Textauszug >>
+++++

Seit ein paar Wochen verteilt der fußballbegeisterte Hautarzt an seine Patienten kleine WM-Tütchen. Darin enthalten ist unter anderem eine Postkarte, auf der die beiden Praxischefs - also Bosch und seine Frau Brunhilde - in Fußballklamotten in einem Stadion zu sehen sind. "Klar sorgt das für Diskussionsstoff", so Bosch lachend.

In dem Tütchen seien auch Tips, wie man Sonnenbrände beim WM-Fest unter freiem Himmel vermeidet, sowie Schiedsrichterkarten zu finden. Die Rote Karte stehe dabei für "Achtung Sonnenbrand", die Gelbe für "Hautkrebsgefahr".

WM-Gefühle kommen auch in der Heidelberger Praxis von Dr. Jürgen Löbelenz auf. Der Urologe hat seine Praxis mit Fahnen und Fußball-Postern auf das derzeit aktuelle Thema Nr. 1 eingestimmt. "Wir sind alle für Fußball", so Arzthelferin Iris Honeck. Sie mußte bisher kein Spiel der deutschen Jungs verpassen, da die Praxis ihres Chefs nur bis 13 Uhr geöffnet hat. Löbelenz operiert nämlich noch als Belegarzt im Kreiskrankenhaus Salem.

+++++

Deine Aufgaben >>
1 – Gib aus dem Text über die WM-Stimmung in Arztpraxen das Stück zwischen "In dem Tütchen" und "im Kreiskrankenhaus Salem." wortgetreu aus, beide Stellen eingeschlossen.
2 – Bis wann hat die Praxis von Dr. Jürgen Löbelenz laut dem Text über die WM-Stimmung in Arztpraxen geöffnet?
3 – Führe den Text über die WM-Stimmung in Arztpraxen nach seinem letzten Satz weiter.

+++++

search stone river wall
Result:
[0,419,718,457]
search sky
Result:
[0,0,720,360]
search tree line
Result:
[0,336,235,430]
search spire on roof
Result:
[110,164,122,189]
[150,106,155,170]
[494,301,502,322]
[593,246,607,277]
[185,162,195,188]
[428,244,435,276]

+++++

Lösungen zur Übung >>
1 –
In dem Tütchen seien auch Tips, wie man Sonnenbrände beim WM-Fest unter freiem Himmel vermeidet, sowie Schiedsrichterkarten zu finden. Die Rote Karte stehe dabei für "Achtung Sonnenbrand", die Gelbe für "Hautkrebsgefahr".

WM-Gefühle kommen auch in der Heidelberger Praxis von Dr. Jürgen Löbelenz auf. Der Urologe hat seine Praxis mit Fahnen und Fußball-Postern auf das derzeit aktuelle Thema Nr. 1 eingestimmt. "Wir sind alle für Fußball", so Arzthelferin Iris Honeck. Sie mußte bisher kein Spiel der deutschen Jungs verpassen, da die Praxis ihres Chefs nur bis 13 Uhr geöffnet hat. Löbelenz operiert nämlich noch als Belegarzt im Kreiskrankenhaus Salem.

2 – Bis 13 Uhr.

3 –
Tatsächlich kämen die Patienten verstärkt morgens, nachmittags etwas weniger, glaubt auch Hausarzt Ekkehard Ruebsam-Simon aus Bammental. Besonders wenn die Deutschen spielten, drängten Patienten sogar auf eine rechtzeitige Entlassung, um ein Spiel vom Anpfiff an miterleben zu können, bestätigt Anästhesist Dr. Hans Treiber aus Ulm.

Der Chef der Tagesklinik Söflingen bringt den Fans Sympathie entgegen und versucht nach Möglichkeit, ihrem Wunsch zu entsprechen. Treiber: "Ansonsten heißt es bei uns business as usual. Keine Wetten, keine Fähnchen, sondern nüchterne Op-Atmosphäre."

Bei vielen niedergelassenen Ärzten bundesweit läuft der Praxisbetrieb denn auch im Großen und Ganzen eher unspektakulär weiter. Etwas weniger Patienten und gelegentlich ein Plausch über ein Spiel, das melden jedoch viele.

Bei Dr. Gesa Wunder aus Neu-Ulm halten sich Patienten mit dem Thema meist zurück. "Sie schätzen mich als Frau wohl eher als weniger fußballbegeistert ein. Schließlich ist meine Praxis nicht geschlossen, und Dekoration gibt es auch nicht", so die Allgemeinärztin. Bei den Kindern sei dies aber etwas anders.

"Die kommen nämlich ganz stolz in die Praxis und präsentieren mir ihre vielen Tatoo-Flaggen auf Armen und Gesicht", freut sich die Hausärztin. Kein Wunder, daß in ihrer Praxis die Knüller unter den Kinderbelohnungen zur Zeit besonders die Fußballgeschenke sind. Fußballpfeifen, Fußballgeduldspiele und Stifte sind bereits vergriffen.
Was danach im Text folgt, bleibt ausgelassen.